Only the lines from the one containing "drop a point: the dry grass ground" through the last line below should be written out, exactly and with both ends kept.
[begin RECORDS PROVIDED]
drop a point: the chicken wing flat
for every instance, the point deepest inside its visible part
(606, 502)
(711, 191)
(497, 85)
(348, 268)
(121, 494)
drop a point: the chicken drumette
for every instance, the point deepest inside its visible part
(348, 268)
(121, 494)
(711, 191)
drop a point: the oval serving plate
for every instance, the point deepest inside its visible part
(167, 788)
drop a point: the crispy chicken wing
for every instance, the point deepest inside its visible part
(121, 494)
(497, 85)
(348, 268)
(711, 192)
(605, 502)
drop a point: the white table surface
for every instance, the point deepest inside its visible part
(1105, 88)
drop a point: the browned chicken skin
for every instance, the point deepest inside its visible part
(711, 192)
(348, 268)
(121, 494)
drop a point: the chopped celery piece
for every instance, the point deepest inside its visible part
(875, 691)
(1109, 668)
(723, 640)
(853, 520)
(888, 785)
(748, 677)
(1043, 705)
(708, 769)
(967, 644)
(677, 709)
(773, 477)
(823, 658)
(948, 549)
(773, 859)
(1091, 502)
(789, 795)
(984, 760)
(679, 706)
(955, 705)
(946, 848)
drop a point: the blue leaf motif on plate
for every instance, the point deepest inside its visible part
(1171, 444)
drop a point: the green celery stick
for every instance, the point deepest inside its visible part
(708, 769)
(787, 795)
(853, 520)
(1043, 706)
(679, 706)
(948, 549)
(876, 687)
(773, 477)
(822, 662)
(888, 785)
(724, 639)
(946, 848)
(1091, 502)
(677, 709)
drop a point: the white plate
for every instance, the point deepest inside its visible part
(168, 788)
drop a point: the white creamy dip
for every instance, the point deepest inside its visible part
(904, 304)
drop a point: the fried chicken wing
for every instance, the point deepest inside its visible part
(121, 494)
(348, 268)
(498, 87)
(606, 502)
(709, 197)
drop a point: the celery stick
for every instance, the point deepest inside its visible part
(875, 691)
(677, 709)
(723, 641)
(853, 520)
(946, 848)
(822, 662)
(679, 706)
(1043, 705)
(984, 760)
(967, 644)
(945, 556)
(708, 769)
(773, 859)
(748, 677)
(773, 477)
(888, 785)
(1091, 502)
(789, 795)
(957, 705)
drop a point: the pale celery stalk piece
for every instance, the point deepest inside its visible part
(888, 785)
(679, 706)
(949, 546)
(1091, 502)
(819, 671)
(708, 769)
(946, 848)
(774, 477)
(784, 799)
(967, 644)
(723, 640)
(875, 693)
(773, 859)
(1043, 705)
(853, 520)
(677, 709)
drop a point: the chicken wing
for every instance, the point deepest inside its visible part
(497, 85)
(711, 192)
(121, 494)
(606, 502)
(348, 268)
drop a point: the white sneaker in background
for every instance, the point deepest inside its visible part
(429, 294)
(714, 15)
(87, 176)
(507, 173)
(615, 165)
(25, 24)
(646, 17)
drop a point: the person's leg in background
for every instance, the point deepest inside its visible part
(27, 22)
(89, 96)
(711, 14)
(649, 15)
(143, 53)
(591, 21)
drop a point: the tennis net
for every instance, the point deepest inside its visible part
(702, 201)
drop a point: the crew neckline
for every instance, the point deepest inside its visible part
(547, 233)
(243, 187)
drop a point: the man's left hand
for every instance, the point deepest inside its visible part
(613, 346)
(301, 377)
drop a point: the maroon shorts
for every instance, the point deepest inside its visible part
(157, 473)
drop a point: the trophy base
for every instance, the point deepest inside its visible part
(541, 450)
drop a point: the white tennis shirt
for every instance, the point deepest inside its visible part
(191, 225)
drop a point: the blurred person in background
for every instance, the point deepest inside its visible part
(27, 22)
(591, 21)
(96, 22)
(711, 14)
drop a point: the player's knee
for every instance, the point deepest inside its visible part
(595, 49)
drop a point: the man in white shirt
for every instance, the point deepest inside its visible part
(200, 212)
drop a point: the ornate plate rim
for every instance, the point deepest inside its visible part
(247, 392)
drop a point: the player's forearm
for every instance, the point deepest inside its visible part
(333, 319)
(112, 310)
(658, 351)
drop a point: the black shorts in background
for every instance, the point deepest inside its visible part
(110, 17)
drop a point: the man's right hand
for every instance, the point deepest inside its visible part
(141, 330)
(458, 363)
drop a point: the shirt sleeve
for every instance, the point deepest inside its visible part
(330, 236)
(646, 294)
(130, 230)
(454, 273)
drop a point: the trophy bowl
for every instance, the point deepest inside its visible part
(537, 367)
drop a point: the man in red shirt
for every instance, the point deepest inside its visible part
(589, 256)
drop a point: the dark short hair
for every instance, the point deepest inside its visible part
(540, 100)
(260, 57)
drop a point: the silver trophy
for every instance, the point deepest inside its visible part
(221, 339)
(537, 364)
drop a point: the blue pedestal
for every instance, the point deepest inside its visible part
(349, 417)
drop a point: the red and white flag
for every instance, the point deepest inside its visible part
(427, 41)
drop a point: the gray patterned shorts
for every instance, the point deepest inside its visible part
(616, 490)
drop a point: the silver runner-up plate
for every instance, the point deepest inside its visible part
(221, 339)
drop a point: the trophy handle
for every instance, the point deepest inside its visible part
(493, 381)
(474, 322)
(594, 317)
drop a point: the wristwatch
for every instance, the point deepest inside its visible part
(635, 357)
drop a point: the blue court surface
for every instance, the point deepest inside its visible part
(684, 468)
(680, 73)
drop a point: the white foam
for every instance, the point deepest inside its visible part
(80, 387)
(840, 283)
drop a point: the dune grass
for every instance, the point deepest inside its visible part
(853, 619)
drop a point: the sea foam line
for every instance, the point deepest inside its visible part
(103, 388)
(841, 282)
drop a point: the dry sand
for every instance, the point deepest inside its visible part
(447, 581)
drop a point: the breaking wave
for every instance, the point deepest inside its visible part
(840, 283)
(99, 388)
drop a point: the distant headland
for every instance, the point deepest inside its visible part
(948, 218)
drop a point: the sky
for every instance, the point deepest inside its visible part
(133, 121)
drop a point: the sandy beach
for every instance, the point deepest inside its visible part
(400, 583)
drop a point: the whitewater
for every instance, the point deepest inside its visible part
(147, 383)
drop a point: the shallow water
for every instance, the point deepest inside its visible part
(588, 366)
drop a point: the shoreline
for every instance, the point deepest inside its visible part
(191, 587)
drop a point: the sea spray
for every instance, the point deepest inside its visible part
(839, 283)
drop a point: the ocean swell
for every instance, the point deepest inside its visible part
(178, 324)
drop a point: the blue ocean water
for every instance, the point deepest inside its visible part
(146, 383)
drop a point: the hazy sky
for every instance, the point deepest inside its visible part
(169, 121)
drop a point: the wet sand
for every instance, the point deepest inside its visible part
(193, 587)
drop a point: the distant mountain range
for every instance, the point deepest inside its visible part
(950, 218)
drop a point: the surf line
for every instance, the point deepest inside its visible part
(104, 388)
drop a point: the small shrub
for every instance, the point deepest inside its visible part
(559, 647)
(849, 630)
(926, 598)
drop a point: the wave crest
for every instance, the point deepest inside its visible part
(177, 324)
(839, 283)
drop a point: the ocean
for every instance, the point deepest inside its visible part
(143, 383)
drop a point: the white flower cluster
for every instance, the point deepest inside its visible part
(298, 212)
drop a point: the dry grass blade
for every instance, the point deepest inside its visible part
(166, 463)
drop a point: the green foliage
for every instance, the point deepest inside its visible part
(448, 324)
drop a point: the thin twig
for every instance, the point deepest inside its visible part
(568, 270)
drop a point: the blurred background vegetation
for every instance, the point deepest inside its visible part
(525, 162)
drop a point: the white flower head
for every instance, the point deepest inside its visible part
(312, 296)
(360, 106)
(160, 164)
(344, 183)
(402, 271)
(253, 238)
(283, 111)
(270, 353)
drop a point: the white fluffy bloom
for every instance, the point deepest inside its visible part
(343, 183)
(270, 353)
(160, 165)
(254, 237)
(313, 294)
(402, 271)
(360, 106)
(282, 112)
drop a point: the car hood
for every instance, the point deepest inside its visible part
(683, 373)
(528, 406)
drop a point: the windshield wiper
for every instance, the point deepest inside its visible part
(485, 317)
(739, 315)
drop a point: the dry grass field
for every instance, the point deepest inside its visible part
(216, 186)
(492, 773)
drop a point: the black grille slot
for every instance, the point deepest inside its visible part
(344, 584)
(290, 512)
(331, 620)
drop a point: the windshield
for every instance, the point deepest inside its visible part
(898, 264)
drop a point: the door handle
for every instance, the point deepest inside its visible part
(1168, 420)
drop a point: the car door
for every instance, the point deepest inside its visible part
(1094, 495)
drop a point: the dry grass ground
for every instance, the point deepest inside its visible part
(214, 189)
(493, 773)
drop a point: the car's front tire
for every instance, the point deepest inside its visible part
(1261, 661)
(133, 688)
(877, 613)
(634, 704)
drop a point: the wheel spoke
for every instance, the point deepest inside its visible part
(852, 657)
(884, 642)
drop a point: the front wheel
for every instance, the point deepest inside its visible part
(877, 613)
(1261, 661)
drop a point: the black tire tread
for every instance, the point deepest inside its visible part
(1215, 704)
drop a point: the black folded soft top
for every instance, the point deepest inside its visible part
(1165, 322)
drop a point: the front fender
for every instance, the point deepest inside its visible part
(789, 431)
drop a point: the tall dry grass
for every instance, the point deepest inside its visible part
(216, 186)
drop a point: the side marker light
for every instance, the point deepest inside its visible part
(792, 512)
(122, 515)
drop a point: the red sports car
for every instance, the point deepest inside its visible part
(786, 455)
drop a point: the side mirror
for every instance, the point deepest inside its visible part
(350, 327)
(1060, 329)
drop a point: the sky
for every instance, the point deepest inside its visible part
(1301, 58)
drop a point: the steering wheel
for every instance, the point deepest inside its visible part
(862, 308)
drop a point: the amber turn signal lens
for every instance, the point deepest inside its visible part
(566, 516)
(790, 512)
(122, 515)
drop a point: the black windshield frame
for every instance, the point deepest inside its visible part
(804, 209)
[end RECORDS PROVIDED]
## RESULT FOR THIS TASK
drop a point: the dry grass ground
for every instance, the point deepest inside its visible part
(214, 189)
(493, 773)
drop a point: the car's front tire
for every instance, the point deepest inside its visible part
(1261, 661)
(133, 688)
(877, 613)
(634, 704)
drop a point: the wheel spoke
for every instance, the point deepest inside its visible part
(852, 657)
(884, 642)
drop a point: the front wheel
for every instance, the point deepest inside its visible part
(877, 613)
(1261, 661)
drop a point: the black tire tread
for every instance, the point deepest inside its visible part
(1215, 704)
drop a point: the black folded soft top
for every instance, the point deepest inside its visible part
(1165, 322)
drop a point: the front fender
for every instance, the point deepest inside its visible part
(789, 431)
drop a point: the tall dry grass
for every instance, the point deepest inside its visible part
(216, 186)
drop a point: the side marker light
for every instance, the point deepest inside its visible part
(792, 512)
(122, 515)
drop a point: the red sports car
for every instance, the point deepest inside its visible part
(786, 455)
drop a point: the side mirror
for every instance, the point deepest inside its visible part
(350, 327)
(1060, 329)
drop a point: the sky
for every instance, the point deepest inside its visible part
(1301, 58)
drop a point: the steering wheel
for every instance, the point deepest inside its visible part
(862, 308)
drop a point: the amber turn signal lens
for every instance, the point deepest inside its visible part
(566, 516)
(790, 512)
(122, 515)
drop a point: the black windshield frame
for every instance, the point deepest inside its visible part
(804, 209)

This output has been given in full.